Fortress Investment Group, LLC
- Type: Private
- Industry: Investment Management Firm: Private Equity, Credit, Real Estate, Asset Management
- Founded: 1998; 28 years ago
- Founder: Wesley R. Edens; Rob Kauffman; Randal A. Nardone; Pete Briger; Michael Novogratz;
- Headquarters: 1345 Avenue of the Americas New York City, U.S.
- Key people: Peter L. Briger (Executive chairman); Drew McNight (co-CEO); Jack Neumark (President);
- Products: Private Equity, Private Credit, Liquid Markets, Insurance, Hedge funds
- AUM: US$53 billion (2025)
- Number of employees: 900+
- Parent: Mubadala Investment Company
- Website: fortress.com

= Fortress Investment Group =

American investment management firm

Fortress Investment Group, LLC is an American multi-manager investment firm based in New York City. The firm invests in corporate credit, real estate, private equity, insurance, and permanent capital strategies. Fortress manages $53 billion of assets as of August 2025 on behalf of over 2,000 institutional clients and private investors worldwide.

Fortress was founded in 1998. The company listed on the NYSE in February 2007, delisted in 2017, and, as of 2024, began operating as a privately held and independent brand. Drew McKnight and Joshua Pack were the co-CEOs of Fortress, prior to Mr. Pack's unexpected passing in September 2025.

- THINGS TO DO -
1. According to the passage about Fortress Investment Group, in what month and year did the company list on the NYSE?
2. Continue the passage about Fortress Investment Group from its last sentence.
The records have no connection to the passage about Fortress Investment Group.

- GIVEN INFORMATION -

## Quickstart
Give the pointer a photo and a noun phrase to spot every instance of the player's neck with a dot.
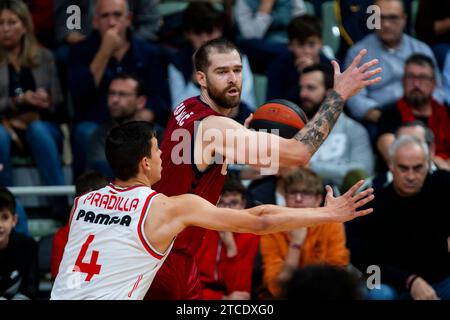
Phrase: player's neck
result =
(213, 105)
(136, 181)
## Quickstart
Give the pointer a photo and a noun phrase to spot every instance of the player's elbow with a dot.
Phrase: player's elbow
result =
(263, 223)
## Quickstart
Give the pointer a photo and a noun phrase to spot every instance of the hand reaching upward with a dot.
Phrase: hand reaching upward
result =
(355, 78)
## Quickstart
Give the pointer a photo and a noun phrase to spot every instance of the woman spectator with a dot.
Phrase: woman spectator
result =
(29, 94)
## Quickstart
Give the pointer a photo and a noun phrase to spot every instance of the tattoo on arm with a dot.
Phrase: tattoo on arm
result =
(318, 128)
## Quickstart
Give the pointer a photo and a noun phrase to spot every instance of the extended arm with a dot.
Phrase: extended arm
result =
(299, 149)
(169, 216)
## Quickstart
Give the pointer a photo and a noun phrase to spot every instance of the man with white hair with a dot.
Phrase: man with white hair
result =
(407, 235)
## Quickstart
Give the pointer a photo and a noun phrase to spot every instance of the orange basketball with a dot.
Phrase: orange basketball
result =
(279, 114)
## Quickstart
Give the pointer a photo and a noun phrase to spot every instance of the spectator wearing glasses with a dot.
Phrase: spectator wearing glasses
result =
(110, 50)
(126, 102)
(419, 82)
(391, 46)
(283, 252)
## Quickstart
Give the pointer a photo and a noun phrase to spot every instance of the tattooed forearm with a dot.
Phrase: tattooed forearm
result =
(317, 129)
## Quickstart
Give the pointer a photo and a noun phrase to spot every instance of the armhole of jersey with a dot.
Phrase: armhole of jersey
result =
(140, 228)
(75, 205)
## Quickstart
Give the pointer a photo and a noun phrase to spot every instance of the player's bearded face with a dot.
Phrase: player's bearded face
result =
(228, 98)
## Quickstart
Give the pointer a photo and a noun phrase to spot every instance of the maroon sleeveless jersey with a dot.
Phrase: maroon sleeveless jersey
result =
(184, 177)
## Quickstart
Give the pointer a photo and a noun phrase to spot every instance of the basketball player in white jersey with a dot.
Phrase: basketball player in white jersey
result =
(120, 234)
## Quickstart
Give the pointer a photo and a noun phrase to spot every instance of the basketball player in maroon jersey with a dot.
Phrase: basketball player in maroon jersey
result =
(219, 73)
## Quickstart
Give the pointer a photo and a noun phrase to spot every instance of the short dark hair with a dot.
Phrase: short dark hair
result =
(140, 90)
(303, 27)
(7, 200)
(327, 74)
(201, 56)
(126, 145)
(234, 185)
(88, 181)
(323, 282)
(421, 60)
(201, 17)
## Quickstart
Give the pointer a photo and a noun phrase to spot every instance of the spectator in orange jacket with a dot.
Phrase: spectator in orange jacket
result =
(283, 252)
(225, 260)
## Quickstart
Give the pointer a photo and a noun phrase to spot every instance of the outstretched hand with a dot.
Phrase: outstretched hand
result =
(344, 208)
(354, 78)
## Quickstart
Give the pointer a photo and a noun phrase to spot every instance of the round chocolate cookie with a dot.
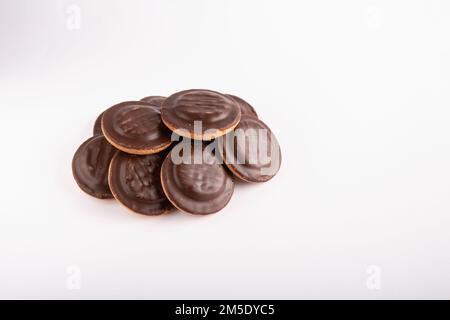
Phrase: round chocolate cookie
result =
(98, 125)
(202, 188)
(217, 112)
(136, 183)
(90, 166)
(251, 151)
(135, 127)
(246, 108)
(154, 100)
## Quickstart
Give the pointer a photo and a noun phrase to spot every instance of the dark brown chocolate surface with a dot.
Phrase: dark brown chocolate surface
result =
(136, 127)
(251, 164)
(218, 112)
(136, 183)
(90, 166)
(246, 108)
(154, 100)
(197, 188)
(98, 125)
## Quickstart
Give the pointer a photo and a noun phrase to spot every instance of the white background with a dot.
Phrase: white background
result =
(357, 93)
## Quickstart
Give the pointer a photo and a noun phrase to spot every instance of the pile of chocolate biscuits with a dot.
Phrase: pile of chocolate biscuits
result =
(134, 154)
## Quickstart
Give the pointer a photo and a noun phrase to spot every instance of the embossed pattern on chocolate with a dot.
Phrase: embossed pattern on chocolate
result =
(90, 166)
(246, 108)
(197, 188)
(218, 113)
(255, 156)
(154, 100)
(135, 127)
(136, 183)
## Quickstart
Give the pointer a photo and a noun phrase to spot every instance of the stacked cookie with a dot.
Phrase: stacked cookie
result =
(183, 152)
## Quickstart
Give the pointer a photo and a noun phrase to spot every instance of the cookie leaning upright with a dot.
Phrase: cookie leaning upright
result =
(251, 151)
(135, 182)
(135, 127)
(197, 184)
(218, 113)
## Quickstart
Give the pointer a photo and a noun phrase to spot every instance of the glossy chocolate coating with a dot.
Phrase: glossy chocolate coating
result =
(246, 108)
(98, 125)
(197, 188)
(136, 127)
(154, 100)
(90, 166)
(219, 113)
(136, 183)
(236, 152)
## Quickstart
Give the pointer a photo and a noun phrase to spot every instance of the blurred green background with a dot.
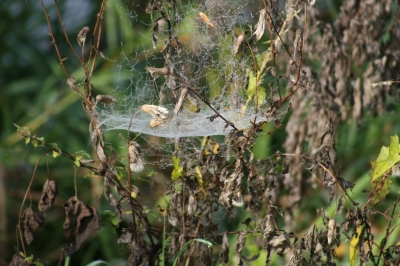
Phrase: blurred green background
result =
(33, 93)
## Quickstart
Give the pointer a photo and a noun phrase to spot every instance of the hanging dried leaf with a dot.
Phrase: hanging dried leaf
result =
(82, 35)
(156, 122)
(156, 72)
(81, 222)
(179, 104)
(71, 84)
(206, 20)
(126, 237)
(331, 230)
(155, 111)
(157, 29)
(18, 261)
(135, 157)
(224, 254)
(237, 44)
(298, 42)
(32, 221)
(260, 26)
(49, 193)
(281, 243)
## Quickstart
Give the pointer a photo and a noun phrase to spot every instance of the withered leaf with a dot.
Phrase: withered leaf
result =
(32, 221)
(81, 38)
(224, 254)
(81, 221)
(241, 240)
(126, 236)
(281, 243)
(49, 193)
(179, 104)
(18, 261)
(260, 26)
(205, 19)
(157, 29)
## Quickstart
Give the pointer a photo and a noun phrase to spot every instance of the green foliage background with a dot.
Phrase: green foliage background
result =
(33, 93)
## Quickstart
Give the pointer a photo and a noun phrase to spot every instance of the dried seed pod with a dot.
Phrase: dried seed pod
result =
(331, 230)
(259, 28)
(105, 99)
(205, 19)
(156, 72)
(155, 111)
(238, 43)
(82, 35)
(71, 84)
(156, 122)
(135, 157)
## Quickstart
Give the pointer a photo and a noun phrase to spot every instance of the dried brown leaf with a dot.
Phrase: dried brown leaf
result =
(32, 221)
(135, 157)
(80, 223)
(81, 38)
(224, 254)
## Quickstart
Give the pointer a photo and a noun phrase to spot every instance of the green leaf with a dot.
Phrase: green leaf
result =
(177, 171)
(208, 243)
(252, 89)
(99, 262)
(388, 157)
(56, 150)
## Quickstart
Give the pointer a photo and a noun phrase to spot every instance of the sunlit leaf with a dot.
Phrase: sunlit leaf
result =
(388, 157)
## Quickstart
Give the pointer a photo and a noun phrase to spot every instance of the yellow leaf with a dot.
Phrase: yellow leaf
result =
(199, 177)
(387, 158)
(354, 245)
(177, 171)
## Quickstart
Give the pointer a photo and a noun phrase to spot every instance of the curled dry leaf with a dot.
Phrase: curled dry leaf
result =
(17, 260)
(49, 193)
(156, 122)
(281, 243)
(71, 84)
(179, 104)
(32, 221)
(298, 42)
(224, 254)
(126, 237)
(260, 26)
(192, 205)
(331, 230)
(81, 222)
(135, 157)
(205, 19)
(105, 99)
(157, 29)
(239, 40)
(81, 38)
(155, 111)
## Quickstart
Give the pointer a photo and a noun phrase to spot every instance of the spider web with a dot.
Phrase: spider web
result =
(205, 62)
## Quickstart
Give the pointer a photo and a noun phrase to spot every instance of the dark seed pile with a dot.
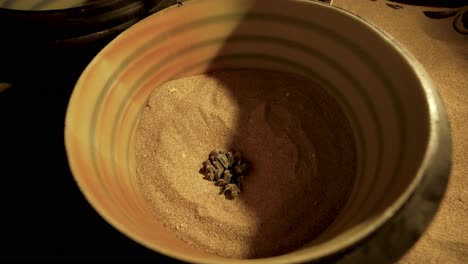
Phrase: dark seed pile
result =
(227, 170)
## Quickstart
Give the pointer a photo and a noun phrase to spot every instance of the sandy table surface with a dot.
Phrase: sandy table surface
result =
(444, 53)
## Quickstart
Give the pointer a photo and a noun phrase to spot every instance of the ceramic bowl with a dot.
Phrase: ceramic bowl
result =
(400, 126)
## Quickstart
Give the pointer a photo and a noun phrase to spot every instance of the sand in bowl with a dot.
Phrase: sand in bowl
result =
(295, 136)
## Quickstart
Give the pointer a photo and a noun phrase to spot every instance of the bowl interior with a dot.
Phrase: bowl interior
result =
(363, 70)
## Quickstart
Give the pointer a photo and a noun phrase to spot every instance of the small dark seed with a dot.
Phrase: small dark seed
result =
(217, 165)
(241, 180)
(209, 176)
(230, 158)
(207, 162)
(231, 191)
(237, 170)
(223, 160)
(220, 183)
(213, 153)
(243, 167)
(219, 173)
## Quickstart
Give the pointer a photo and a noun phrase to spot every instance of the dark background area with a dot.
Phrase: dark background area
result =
(43, 213)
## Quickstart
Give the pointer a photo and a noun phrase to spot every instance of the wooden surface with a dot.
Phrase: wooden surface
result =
(444, 53)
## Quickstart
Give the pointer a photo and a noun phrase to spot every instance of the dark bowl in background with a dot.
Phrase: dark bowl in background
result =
(35, 44)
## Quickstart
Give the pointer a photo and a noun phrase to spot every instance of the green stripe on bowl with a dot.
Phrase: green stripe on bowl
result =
(265, 58)
(280, 42)
(309, 26)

- ANSWERS BELOW -
1. February 2007

2.
==History==
=== Foundational years (1998–2017) ===
Fortress Investment Group LLC was founded in 1998 in New York City as a private equity firm in 1998 by Wesley R. Edens, a former partner at BlackRock; Rob Kauffman, a managing director at UBS; Randal A. Nardone, also a managing director at UBS; Michael Novogratz, a former partner at Goldman Sachs; and Pete Briger, also a former partner at Goldman Sachs. The firm quickly expanded into hedge funds, real estate-related investments and debt securities, with Michael Novogratz leading the hedge fund strategy and Peter Briger overseeing the credit and real estate-related investments.

Fortress completed its initial public offering on February 8, 2007, with Goldman Sachs and Lehman Brothers underwriting the IPO.

When Fortress launched on the NYSE on February 9, 2007, it was the first large private equity firm in the United States to be traded publicly. Fortress and its principals were subsequently featured in an April 2009 Vanity Fair article on the adverse economic conditions facing hedge funds.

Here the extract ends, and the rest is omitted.